_Referring expression data:_
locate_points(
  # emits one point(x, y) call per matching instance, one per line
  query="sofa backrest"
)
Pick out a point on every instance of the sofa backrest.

_YOUR ASSIGNMENT:_ Write out all of the records exactly as they stand above.

_EXERCISE RESPONSE:_
locate_points(
  # emits one point(x, y) call per matching instance, one per line
  query="sofa backrest"
)
Pick out a point on every instance of the sofa backrest.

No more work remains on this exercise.